• [Exercise goal] In the secure remote access text, which protocol do access servers typically use to communicate dynamic addresses to remote clients?

• [Text extract]
++++++++++++++++++++

Secure Remote Access

Summary

VPNs aim to give the remote corporate user the same level of access to corporate computing and data resources as the user would have if she were physically present at the corporate headquarters. By reducing the costs of transporting data traffic and by enabling network connections in locations where they would not be affordable, VPNs reduce the total cost of ownership of a corporate network.

RAS Remote Access

Traditional remote access solutions utilise a dial-up remote access server (RAS). RAS solutions require employees to connect to the corporate network via a direct telephone call to modem banks installed at the network edge. The key differences between dial-up and VPN architectures are:

  1. Direct dial-up does not leverage the Internet for long distance connections,
  2. Modem banks are supported by the corporation rather than the ISP, and
  3. Encryption technologies are not required due to the fact that traffic traverses non-shared (switched) links. Figure 2 illustrates a dial-up remote access solution.

Fig. 2: Typical Dial-Up Remote Access

Migrating from traditional remote access

Companies that operate their own direct-dial remote access servers assign each client an IP address from the corporate network. In most cases, dynamic addresses are allocated from a pool, enabling reuse and simplifying address administration . Access servers typically use PPP IP Control Protocol (IPCP, RFC 1332) to communicate dynamic addresses to remote clients.

By receiving addresses from the corporate block, remote clients gain a "presence" on the corporate network. These addresses are internally routable and resolvable. They can receive LAN broadcasts and pass through IP filters designed to block outsider access.

Virtual private networks replace the physical connection between remote client and access server by a logical connection–a tunnel over a public network. Depending upon the approach used, this indirection can also limit the corporate network services extended to the remote client. For example, if the client cannot receive broadcasts, the user may not be able to browse the corporate "network neighborhood". When using a foreign address, corporate servers may not be accessible and new routes may be required to direct return traffic.

When migrating from traditional remote access to VPN, any loss of functionality is going to create unhappy users. The trick is to identify and circumvent potential problems before deployment. To do so, one must carefully consider client-side addressing.

Extending PPP across the VPN

Compulsory-mode L2TP involves tunneling from an L2TP access concentrator (LAC) at the ISP POP to an L2TP network server (LNS) at the edge of the corporate network. The ISP provides call termination and proxies PPP from remote clients to the LNS.

Voluntary-mode L2TP extends the tunnel end-to-end, from remote client to LNS. The ISP provides call termination and network connectivity, but LAC functions are performed by client software–for example, the L2TP client in Windows 2000.

In either mode, because PPP flows end-to-end, the LNS can use IPCP to supply dynamic address assignments to remote clients. Extending PPP across the VPN automatically preserves the remote client's "presence" on the corporate network.

++++++++++++++++++++

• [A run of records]

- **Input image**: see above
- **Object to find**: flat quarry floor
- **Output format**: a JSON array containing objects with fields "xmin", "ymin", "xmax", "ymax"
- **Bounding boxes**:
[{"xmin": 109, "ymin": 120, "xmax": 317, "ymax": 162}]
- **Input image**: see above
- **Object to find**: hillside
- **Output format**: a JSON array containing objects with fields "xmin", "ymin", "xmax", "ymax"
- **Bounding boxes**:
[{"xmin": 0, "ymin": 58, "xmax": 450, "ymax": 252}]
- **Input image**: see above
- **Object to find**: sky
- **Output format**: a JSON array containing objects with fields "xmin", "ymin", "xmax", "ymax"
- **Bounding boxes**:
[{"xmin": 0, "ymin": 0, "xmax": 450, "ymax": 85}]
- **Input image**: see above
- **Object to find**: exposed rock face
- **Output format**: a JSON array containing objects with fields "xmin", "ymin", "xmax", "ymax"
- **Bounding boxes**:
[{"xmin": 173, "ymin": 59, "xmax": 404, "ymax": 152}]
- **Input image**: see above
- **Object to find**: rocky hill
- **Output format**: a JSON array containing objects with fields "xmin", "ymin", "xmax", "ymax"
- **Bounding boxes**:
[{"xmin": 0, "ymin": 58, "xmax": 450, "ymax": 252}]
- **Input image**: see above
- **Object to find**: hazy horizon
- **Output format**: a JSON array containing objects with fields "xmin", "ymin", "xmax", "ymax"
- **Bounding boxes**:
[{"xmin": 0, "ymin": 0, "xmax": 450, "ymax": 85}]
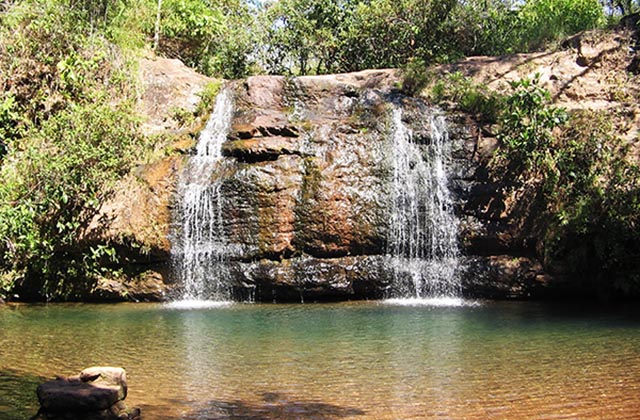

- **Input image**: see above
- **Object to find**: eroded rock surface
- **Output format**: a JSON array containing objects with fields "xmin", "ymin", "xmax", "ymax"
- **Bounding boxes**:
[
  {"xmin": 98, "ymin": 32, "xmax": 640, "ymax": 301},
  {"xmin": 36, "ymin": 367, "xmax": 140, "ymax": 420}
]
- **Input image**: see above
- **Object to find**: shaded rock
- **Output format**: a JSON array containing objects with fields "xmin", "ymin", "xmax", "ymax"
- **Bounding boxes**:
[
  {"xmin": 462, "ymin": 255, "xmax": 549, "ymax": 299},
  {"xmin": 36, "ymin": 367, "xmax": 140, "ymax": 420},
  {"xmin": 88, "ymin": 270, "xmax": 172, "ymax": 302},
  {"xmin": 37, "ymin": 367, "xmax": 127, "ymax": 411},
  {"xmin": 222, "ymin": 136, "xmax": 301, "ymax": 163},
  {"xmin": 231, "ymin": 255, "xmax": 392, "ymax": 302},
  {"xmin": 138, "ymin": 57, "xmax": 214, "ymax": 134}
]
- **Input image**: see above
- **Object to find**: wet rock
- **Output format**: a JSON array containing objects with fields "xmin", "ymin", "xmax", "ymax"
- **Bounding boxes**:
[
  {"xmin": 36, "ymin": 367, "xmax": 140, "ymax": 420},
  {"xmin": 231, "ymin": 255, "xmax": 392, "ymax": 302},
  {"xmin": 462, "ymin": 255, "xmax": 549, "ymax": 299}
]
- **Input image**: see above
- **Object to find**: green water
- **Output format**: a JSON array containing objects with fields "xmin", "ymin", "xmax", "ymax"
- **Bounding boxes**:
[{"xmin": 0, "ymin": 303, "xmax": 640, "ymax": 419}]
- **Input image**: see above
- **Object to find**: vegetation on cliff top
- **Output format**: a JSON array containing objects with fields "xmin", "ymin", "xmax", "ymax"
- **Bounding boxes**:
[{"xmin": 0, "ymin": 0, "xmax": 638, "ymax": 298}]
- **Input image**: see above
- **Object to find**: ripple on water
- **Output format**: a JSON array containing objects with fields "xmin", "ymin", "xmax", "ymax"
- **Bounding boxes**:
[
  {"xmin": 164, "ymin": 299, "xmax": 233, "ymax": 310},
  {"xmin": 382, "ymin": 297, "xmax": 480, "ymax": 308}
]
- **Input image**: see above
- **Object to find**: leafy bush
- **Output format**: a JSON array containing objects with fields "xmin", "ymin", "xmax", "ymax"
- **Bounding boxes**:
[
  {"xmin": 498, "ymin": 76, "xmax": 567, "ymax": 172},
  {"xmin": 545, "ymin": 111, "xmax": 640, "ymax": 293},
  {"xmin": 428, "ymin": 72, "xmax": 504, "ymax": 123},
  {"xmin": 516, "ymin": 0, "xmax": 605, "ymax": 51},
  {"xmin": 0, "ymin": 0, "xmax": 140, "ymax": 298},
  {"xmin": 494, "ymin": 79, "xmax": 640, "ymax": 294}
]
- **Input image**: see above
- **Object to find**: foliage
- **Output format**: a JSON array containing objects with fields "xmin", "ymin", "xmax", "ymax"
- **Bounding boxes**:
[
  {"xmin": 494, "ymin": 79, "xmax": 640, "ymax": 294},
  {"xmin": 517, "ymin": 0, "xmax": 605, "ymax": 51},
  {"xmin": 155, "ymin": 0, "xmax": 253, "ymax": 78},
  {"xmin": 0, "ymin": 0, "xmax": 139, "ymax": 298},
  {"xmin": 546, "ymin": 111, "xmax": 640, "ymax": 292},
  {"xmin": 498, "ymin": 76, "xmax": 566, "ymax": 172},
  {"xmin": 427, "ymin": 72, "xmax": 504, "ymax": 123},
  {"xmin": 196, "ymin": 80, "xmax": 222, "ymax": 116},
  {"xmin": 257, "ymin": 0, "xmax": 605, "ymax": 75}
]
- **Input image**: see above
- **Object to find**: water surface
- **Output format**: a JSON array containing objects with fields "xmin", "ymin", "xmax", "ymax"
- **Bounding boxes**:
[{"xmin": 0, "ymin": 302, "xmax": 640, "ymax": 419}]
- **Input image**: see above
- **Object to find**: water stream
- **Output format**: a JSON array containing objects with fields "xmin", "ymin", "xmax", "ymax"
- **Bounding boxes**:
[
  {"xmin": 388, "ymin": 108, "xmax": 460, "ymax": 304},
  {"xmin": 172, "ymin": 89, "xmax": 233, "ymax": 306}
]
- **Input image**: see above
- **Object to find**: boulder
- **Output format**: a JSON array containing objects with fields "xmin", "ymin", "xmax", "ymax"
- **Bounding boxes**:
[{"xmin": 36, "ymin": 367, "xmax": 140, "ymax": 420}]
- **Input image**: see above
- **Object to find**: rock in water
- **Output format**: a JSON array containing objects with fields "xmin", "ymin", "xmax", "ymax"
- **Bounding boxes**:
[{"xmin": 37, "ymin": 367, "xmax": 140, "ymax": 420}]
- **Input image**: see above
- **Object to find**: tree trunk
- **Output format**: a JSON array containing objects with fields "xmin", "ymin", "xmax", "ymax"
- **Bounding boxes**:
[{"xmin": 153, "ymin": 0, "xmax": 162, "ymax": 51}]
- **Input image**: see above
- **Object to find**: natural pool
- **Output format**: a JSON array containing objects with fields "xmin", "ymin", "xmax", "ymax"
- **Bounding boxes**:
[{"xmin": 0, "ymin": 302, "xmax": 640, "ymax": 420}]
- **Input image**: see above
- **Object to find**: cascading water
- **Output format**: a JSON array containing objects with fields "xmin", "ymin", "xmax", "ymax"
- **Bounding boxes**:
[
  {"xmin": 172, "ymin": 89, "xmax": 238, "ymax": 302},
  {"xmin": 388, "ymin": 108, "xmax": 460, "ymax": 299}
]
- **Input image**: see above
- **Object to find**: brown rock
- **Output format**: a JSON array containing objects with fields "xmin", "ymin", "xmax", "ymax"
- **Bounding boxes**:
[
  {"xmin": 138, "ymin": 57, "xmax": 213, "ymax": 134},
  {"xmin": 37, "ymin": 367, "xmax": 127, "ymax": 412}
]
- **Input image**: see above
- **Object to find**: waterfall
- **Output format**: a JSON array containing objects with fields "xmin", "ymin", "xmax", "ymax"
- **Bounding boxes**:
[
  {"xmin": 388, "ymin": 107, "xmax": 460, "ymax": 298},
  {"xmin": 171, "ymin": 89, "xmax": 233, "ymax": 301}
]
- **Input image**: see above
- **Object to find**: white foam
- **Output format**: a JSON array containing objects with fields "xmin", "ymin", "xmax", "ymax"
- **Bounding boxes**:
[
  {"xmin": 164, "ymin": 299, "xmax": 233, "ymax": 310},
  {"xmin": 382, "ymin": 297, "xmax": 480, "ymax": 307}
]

++++++++++++++++++++

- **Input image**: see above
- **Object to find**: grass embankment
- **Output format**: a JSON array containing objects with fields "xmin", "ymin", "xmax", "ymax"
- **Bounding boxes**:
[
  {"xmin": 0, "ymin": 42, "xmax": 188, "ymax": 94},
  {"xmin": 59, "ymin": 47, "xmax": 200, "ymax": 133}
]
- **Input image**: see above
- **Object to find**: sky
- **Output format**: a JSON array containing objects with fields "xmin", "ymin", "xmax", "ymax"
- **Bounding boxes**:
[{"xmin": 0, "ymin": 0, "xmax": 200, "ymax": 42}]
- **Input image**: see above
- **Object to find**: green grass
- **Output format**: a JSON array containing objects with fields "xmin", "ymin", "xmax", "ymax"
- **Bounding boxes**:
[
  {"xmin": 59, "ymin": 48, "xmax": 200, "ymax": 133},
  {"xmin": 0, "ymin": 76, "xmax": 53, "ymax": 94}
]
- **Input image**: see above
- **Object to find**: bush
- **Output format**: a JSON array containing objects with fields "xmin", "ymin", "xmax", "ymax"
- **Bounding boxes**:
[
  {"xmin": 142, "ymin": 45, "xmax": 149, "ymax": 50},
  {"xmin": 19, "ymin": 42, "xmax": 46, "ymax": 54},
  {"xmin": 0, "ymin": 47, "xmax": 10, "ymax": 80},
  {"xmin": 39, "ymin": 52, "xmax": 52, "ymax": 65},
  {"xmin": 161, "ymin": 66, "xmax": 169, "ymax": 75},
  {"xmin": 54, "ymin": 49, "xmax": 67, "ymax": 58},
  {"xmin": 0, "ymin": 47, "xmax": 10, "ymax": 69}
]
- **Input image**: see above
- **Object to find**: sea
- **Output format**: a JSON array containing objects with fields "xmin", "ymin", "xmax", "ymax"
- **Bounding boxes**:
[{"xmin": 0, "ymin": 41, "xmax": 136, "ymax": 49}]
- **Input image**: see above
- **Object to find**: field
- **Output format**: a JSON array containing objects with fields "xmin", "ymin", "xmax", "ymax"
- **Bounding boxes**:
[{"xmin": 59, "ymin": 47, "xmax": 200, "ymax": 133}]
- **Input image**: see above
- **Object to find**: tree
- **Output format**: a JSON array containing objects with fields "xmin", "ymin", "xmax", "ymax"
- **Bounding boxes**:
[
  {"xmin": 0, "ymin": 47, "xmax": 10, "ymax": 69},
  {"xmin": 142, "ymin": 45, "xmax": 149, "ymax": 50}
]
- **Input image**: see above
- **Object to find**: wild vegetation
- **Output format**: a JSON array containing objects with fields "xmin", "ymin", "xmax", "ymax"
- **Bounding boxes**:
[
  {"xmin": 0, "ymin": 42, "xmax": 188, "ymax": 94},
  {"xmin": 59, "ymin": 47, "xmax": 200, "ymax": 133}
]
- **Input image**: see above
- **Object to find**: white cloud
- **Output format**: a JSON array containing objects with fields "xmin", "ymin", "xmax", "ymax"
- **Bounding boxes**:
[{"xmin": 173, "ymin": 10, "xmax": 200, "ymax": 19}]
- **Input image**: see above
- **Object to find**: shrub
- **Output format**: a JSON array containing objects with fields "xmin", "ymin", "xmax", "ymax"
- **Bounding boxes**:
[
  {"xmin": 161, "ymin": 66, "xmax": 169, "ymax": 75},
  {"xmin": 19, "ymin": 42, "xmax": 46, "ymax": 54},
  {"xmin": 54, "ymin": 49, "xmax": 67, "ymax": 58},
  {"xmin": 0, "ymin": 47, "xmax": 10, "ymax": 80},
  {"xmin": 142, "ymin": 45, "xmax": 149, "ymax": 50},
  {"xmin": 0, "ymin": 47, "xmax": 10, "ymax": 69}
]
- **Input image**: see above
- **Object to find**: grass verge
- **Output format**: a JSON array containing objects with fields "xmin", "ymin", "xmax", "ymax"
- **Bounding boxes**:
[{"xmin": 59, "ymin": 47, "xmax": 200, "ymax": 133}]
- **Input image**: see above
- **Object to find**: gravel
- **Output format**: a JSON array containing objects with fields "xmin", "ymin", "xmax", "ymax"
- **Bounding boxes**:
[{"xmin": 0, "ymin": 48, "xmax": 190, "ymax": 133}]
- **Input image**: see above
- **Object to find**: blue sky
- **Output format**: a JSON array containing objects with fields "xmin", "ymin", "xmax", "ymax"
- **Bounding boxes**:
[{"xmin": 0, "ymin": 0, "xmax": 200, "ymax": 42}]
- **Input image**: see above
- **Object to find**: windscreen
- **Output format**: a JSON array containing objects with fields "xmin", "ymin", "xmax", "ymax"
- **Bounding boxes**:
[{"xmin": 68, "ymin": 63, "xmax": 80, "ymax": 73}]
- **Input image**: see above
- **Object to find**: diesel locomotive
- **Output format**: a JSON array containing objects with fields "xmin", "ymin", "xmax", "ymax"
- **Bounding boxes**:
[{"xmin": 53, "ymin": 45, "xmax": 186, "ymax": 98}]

++++++++++++++++++++

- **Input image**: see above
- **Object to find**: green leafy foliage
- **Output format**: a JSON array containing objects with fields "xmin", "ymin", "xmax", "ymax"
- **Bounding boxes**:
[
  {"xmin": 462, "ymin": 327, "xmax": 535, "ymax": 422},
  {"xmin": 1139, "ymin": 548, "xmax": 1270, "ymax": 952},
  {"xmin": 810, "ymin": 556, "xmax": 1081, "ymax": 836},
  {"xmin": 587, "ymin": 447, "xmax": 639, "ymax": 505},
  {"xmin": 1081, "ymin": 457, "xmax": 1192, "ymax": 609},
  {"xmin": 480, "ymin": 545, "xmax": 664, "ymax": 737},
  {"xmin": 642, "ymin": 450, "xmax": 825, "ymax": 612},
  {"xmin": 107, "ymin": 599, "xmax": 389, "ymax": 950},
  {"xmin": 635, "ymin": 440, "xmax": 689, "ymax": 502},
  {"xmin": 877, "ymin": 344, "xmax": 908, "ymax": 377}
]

++++++++++++++++++++

• [Result of this exercise] PPP IP Control Protocol (IPCP, RFC 1332).